Israeli Cloud Hovers Over Green Energy

Eliad Orian from Comet inside a cave that is the electricity headquarters for the Masafer Yatta area. Credit: Mel Frykberg/IPS.
  • by Mel Frykberg (masafer yatta, occupied west bank)
  • Inter Press Service

At stake is the destruction of a humanitarian project funded by a number of European governments, international organisations and foundations, worth approximately half a million euros and years of voluntary manpower hours put in by Israelis and Palestinians. Should the destruction go ahead more than a thousand Palestinians will be without electricity, and their livelihood would be decimated.

Community Energy Technology in the Middle East (Comet) has been providing free hybrid solar and wind renewable energy services to off-grid Palestinian communities in the southern West Bank since 2006.

The joint Palestinian-Israeli organisation was founded by two Israeli physicists, Elad Orian and Noam Dotan, who wanted to do something to counter the destructive nature of Israel's occupation of the Palestinian West Bank.

To date Comet has built 22 electricity installations in 22 communities, providing electricity to more than 1,500 Palestinian farmers, shepherds and their families who live in the arid southern West Bank eking out a living with non-mechanised agriculture and herding.

The Palestinian West Bank is divided into three areas. Area A is nominally under Palestinian control, and Area B, under joint Palestinian and Israeli control. Area C, comprising 62 percent of the West Bank, including East Jerusalem, is under exclusive Israeli control and primarily set aside for the more than 500,000 illegal Israeli settlers who live in several hundred settlements and outposts.

"Palestinian communities are deliberately disconnected from road, electricity, water and sewerage infrastructure by the Israeli authorities who want to keep Area C exclusively for Israeli settlements," Comet's organisational development manager Aya Shoshan tells IPS.

Comet's project has been funded to the tune of approximately half a million euros donated by a number of European governments, specifically Germany, and by international organisations and foundations. The building of the electricity installations has taken three to four years of work, much of it voluntary labour by Israeli and Palestinian volunteers.

#####

• **DIRECTIVES**
a) Please set down the portion of the article on Comet's West Bank energy project word for word, beginning at the words "To date Comet" and stopping after "agriculture and herding.".
b) Write the next part of the article about Comet's renewable energy work in the southern West Bank, picking up after its final sentence.

• **Point placement items**
#####

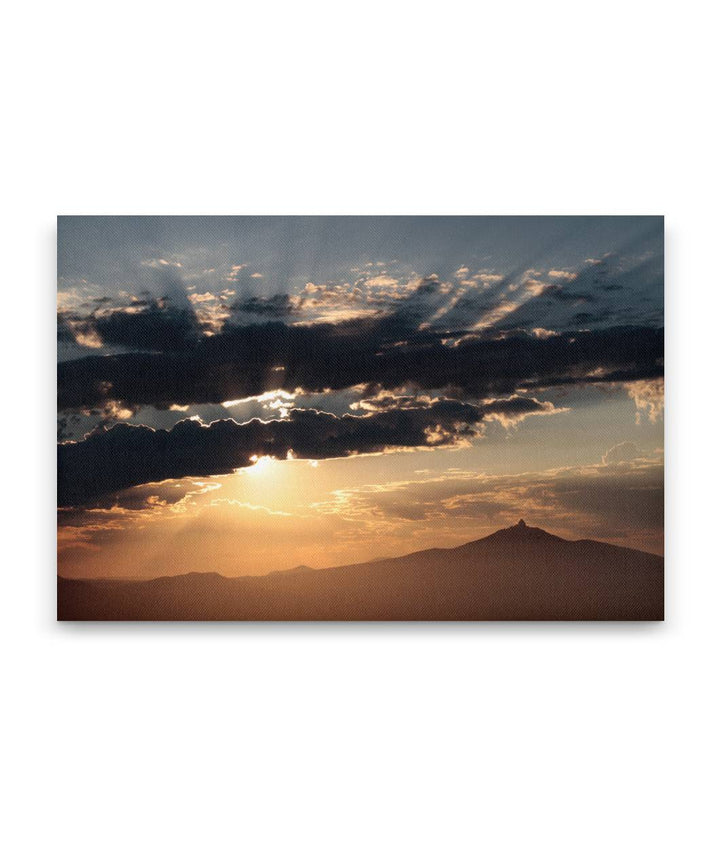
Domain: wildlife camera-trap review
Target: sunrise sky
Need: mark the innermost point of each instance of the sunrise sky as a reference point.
(247, 394)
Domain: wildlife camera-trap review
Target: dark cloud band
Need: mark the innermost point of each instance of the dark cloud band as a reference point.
(129, 455)
(387, 353)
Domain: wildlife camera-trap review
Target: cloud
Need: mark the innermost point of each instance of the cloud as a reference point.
(649, 396)
(624, 505)
(126, 455)
(387, 352)
(623, 452)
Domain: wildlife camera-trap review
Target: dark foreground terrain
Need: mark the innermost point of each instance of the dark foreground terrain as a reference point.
(520, 573)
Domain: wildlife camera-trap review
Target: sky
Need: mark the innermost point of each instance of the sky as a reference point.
(249, 394)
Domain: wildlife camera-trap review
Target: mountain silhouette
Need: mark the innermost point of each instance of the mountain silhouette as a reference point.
(519, 573)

#####

• **TASK-BY-TASK RESULTS**
a)
To date Comet has built 22 electricity installations in 22 communities, providing electricity to more than 1,500 Palestinian farmers, shepherds and their families who live in the arid southern West Bank eking out a living with non-mechanised agriculture and herding.

b)
"About a year ago we started receiving demolition orders from the Israeli Civil Administration. Currently 10 electricity installations are under threat of destruction. This would cut more than a thousand Palestinians off from electricity," Shoshan tells IPS.

"Israel as the occupying power is responsible for the welfare of Palestinians living under occupation under international law. Not only is Israel not fulfilling this responsibility but it has threatened to destroy a humanitarian project, funded by international donors, seeking to alleviate the hardships of these Palestinian communities."

In response to the threats by the Israeli Civil Administration, Comet has embarked on a diplomatic outreach to save their project. This has included visits from diplomatic missions and delegations and appeals to high-level European officials and parliamentary members. Comet has also undertaken legal action as well as getting the international media involved.

"The German government, a significant donor, has put pressure on the Israeli authorities not to proceed with the demolitions as have several other European donors, and we are sure this is why there has been a temporary halt to carrying out the destruction of the electricity installations. But the threat is still there," says Shoshan.

The morning that IPS visited the Gawa'is village in Masafer Yatta, officials from the Israeli Civil Administration arrived shortly after a warning that a demolition was about to be carried out. The presence of an Israeli film crew was possibly persuasive in the "stay of execution".

Comet's electricity installations have improved the lives of the Palestinians and their families immeasurably, and boosted the local economy by about 70 percent.

"Instead of having to sell their perishable produce, including cheese and butter, immediately by making individual trips to nearby towns, they can now refrigerate their produce, making a single trip and selling it in bulk," says Shoshan.

Butter and cheese production has also increased by 15 percent due to the introduction of an electric churn. Previously it took two women hours to produce butter and cheese by hand. The use of cold water has further improved the efficiency of separation, with the farmers able to charge 50 percent more for the end product than previously.

The lives of women have changed for the better as they are the ones responsible for the dairy production. Clothes are now washed with washing machines. With their menfolk out in the field during the day they now have more free time to watch TV and listen to the radio. Children can do homework at night by light instead of by candlelight.

"For the first time in my life I feel like a human being," says Ali Awad from Tuba village. "Can these minimal infrastructures constitute a threat of any sort to Israel?"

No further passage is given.